**DIRECTIVES**
1) According to the corporate governance declaration, when will the Annual General Meeting of TELES AG Informationstechnologien vote on the changes to the Articles of Association?
2) Write the next part of the corporate governance declaration, picking up after its final line.

━━ EXTRACT TO READ ━━

Corporate Governance

Status: October 2010

Pursuant to § 161 of the German Stock Corporation Act (Aktiengesetz = AktG), the Management Board and Supervisory Board of companies listed on the stock exchange in Germany are required to make an annual declaration stating that the recommendations of the Government Commission on the German Corporate Governance Code have been and are being complied with or listing the recommendations not complied with and disclosing the reasons why not. This declaration must be permanently accessible for the shareholders.

The German Corporate Governance Code (the "Code") contains rules with different binding force. In addition to current and binding stock corporation law regulations, it also contains recommendations from which companies may deviate; they are obliged however, to make full annual disclosure of these deviations. The Code further contains guidelines which may be deviated from without disclosure.

For the period up to 02.07.2010, the following declaration refers to the version of the Code of 18.06.2009. For subsequent and future Corporate Governance Code practice of TELES AG, the following declaration refers to the Code in its revised version of 26.05.2010 (published 02.07.2010).

The Management Board and the Supervisory Board of TELES AG hereby declare that the recommendations of the "Government Commission of the German Corporate Governance Code" published by the Federal Ministry of Justice in the official section of the electronic Federal Journal have been and are being complied with since the last Compliance Statement of February 2010 with the following exceptions.

1. Rule 2.3 (Absentee Ballot)

The German Stock Corporation Act and the German Corporate Governance Code stipulate that stockholders may exercise their voting rights by Absentee Ballot.

The Annual General Meeting of TELES AG Informationstechnologien, held on 29.10.2010, will vote on the respective changes to the Company’s Articles of Association to implement these legal requirements.

2. Rule 3.8 (Management and Supervisory Board - D&O Insurance)

The German Corporate Governance Code stipulates that an excess of at least 10% of the damage or at least 1.5 times the fixed annual compensation of the respective Board member must be determined if the Company procures D&O insurance for the Management Board and Supervisory Board.

Due to the changes of the German Stock Corporation Act which have been implemented by the German Law for the Adequacy of Management Compensation (VorstAG) and the German Corporate Governance Code, the Management Board’s existing excess of the D&O Insurance has been increased to the required degree within the legal transition period.

With regard to members of the Supervisory Board, the determination of a higher excess has not been considered as being suitable to enhance motivation and a sense of responsibility among the board members who are already acting responsibly and in the interest of the Company due to their functions.

3. Rule 3.10 (Management and Supervisory Board – Corporate Governance Report)

According to Rule 3.10 of the Code, the Management Board and Supervisory Board report each year on the company’s Corporate Governance in the Annual Report (Corporate Governance Report). It is an integral part of the annual corporate governance statement of the company.

The Corporate Governance Report is part of the Management Report, which is part of the Annual Financial Accounts statement of TELES AG. Moreover, the Management and Supervisory Board of TELES AG are also publishing the Corporate Governance Report within the Annual Report of the TELES Group.

4. Rule 4.1.5. (Management Board – Diversity in executive positions)

━━━
━━ RECORDED DATA ━━

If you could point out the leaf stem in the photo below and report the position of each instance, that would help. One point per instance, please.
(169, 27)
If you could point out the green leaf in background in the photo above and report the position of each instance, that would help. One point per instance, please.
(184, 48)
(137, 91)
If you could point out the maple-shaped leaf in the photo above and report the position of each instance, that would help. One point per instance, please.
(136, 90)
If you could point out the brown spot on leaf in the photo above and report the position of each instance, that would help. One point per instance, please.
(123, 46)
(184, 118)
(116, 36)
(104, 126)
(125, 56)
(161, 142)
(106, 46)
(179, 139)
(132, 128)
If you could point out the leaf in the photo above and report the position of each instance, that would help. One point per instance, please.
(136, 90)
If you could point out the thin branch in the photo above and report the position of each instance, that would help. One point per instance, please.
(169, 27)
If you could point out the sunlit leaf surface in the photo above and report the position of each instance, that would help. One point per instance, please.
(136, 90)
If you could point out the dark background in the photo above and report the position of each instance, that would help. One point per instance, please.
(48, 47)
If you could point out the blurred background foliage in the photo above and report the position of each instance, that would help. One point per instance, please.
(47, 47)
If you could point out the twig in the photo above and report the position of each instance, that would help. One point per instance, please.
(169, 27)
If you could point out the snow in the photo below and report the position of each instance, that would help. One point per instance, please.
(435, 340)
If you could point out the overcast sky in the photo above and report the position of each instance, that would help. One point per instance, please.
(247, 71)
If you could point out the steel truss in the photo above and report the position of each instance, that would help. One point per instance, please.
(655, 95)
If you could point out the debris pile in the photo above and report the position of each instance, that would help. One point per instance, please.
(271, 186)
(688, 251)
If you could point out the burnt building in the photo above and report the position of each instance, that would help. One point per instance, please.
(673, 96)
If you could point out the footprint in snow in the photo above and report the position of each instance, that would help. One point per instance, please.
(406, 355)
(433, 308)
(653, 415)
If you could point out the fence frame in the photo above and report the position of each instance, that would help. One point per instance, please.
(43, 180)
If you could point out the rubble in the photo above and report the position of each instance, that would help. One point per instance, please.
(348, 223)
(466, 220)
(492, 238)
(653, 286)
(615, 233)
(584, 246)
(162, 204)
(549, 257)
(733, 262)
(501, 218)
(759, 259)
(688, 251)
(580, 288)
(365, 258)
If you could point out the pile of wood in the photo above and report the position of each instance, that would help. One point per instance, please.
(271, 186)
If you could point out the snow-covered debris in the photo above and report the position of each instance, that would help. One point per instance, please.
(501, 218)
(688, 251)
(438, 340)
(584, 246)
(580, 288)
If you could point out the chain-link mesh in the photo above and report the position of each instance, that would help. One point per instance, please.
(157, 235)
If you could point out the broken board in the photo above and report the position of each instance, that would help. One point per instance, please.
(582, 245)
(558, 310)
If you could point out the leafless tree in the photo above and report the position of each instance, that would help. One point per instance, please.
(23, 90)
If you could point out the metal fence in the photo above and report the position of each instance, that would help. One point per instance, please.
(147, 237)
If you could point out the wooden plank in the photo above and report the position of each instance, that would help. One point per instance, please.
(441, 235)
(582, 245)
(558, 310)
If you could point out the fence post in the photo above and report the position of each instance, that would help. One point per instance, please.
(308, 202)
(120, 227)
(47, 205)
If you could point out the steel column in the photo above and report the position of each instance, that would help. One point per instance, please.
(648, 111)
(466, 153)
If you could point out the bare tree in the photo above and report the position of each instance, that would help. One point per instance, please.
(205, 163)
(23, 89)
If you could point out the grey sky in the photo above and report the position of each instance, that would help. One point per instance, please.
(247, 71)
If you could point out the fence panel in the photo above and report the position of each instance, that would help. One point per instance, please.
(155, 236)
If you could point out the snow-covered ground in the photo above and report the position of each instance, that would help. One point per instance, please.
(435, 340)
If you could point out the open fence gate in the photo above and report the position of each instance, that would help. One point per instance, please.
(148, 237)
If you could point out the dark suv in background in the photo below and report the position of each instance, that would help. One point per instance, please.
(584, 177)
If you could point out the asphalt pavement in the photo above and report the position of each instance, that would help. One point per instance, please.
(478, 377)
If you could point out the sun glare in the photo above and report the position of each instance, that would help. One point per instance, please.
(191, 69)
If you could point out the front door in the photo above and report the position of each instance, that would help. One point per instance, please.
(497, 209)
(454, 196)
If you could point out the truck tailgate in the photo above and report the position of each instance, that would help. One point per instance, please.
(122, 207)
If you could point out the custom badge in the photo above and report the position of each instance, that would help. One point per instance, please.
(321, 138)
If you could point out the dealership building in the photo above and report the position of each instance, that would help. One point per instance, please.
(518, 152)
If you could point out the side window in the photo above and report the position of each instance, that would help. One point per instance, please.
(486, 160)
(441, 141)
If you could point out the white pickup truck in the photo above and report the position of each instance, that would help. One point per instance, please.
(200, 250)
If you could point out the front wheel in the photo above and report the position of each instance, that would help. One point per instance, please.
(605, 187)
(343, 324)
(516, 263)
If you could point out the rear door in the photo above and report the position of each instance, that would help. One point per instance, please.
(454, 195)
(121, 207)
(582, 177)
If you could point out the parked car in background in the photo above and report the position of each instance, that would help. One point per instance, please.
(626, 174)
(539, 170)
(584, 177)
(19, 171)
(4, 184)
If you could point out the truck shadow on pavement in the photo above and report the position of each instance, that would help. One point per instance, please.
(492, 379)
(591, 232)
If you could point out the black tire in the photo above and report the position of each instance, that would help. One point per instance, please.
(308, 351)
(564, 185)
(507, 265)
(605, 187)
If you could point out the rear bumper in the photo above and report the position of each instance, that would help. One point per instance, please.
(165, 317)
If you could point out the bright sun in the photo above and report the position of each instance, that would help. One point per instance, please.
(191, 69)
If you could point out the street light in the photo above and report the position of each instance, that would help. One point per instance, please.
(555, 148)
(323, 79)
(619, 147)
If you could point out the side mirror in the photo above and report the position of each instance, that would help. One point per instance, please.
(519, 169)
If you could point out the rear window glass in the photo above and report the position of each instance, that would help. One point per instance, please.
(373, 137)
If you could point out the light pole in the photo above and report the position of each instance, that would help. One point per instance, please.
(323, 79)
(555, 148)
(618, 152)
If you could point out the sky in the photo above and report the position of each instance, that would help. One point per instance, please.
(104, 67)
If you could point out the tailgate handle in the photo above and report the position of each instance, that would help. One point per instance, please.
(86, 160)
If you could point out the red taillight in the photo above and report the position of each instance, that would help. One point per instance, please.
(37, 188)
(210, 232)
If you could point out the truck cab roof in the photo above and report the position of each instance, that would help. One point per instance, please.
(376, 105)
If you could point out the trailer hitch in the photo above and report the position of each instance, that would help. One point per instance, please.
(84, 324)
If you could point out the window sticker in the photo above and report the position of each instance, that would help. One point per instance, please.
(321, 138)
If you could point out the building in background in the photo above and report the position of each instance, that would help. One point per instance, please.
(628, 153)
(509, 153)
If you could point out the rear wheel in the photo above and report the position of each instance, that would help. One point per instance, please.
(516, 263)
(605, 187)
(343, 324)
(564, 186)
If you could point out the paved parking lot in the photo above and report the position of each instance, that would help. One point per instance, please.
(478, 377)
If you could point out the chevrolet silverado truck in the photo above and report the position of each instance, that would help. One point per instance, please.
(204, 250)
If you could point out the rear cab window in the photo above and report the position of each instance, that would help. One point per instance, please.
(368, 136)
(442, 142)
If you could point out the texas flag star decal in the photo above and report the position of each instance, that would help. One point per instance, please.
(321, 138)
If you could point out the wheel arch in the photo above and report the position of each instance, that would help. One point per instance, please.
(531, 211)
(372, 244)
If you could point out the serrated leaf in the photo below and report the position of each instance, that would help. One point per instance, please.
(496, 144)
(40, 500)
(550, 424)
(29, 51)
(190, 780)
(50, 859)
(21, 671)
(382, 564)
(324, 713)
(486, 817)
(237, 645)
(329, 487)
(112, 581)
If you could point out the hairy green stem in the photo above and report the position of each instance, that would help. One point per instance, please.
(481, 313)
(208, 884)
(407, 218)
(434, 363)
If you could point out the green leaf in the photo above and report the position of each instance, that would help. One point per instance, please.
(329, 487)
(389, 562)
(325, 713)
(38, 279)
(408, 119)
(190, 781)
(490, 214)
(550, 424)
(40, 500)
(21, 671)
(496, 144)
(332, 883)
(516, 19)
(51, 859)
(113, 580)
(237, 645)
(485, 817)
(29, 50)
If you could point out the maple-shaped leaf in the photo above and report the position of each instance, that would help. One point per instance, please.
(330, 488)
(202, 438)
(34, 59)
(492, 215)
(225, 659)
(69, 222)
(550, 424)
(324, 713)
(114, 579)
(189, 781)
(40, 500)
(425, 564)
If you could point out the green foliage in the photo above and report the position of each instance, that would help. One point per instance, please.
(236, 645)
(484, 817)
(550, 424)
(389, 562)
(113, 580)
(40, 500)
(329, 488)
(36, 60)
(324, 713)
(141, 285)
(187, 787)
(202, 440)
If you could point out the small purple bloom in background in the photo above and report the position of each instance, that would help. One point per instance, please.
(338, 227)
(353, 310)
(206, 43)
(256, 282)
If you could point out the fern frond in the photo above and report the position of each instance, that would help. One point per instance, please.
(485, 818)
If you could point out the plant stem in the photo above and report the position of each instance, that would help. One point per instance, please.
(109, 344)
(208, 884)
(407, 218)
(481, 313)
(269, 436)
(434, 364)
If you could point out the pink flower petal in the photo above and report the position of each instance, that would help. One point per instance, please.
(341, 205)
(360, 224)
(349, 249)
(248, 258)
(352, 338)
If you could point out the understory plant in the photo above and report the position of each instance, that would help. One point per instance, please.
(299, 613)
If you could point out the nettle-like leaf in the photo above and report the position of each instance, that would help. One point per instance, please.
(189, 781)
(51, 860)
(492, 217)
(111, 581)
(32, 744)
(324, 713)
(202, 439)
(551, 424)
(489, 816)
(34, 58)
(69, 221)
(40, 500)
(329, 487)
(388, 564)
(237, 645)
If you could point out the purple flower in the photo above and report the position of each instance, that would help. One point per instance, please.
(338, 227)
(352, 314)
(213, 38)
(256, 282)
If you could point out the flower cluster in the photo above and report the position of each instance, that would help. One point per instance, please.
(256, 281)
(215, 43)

━━━

**SET OF ANSWERS**
1) On 29.10.2010.

2)
The German Corporate Governance Code stipulates that the Management Board shall take diversity into consideration when staffing executive positions and shall, in particular, strive to promote gender equality.

At TELES, there were no vacant positions to be staffed during the respective reporting period.

5. Rule 4.2.3 (Management Board - Compensation)

In addition to § 87 I AktG the German Corporate Governance stipulates that the variable compensation elements must generally be based on a multi-year assessment and that for extraordinary developments a possibility of limitation (cap) must in general be agreed upon by the Supervisory Board.

Although the Management Board contracts provide for a variable compensation, the Management Board has waived its variable compensation for the years 2008 and 2009.

The German Corporate Governance further recommends that payments made to a Management Board member on premature termination of his contract shall be subject to a limitation in pay of compensation (severance pay cap).

Due to the short duration of the Management Board contracts (max. 3 years), the Supervisory Board has generally refrained from implementing such 2-year-severance-payment caps.

6. Rule 5.1.2 and 5.4.1 (Age Limit for Members of the Management Board and Supervisory Board, Diversity)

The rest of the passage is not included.